[Pointing entries for named objects]
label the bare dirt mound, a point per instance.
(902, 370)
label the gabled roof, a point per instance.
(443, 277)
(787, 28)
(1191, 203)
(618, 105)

● **WHAT YOU NEED TO DO**:
Please render every line of the records above as a Markdown table with the columns "Row" and "Line", numbering the rows in order and skipping any blank lines.

● **RESPONSE TO THE TASK**:
| Row | Line |
|---|---|
| 1 | label the bare dirt mound, a point per instance. |
| 2 | (902, 370) |
| 3 | label the gabled roof, a point per instance. |
| 4 | (443, 277) |
| 5 | (787, 28) |
| 6 | (1191, 203) |
| 7 | (618, 105) |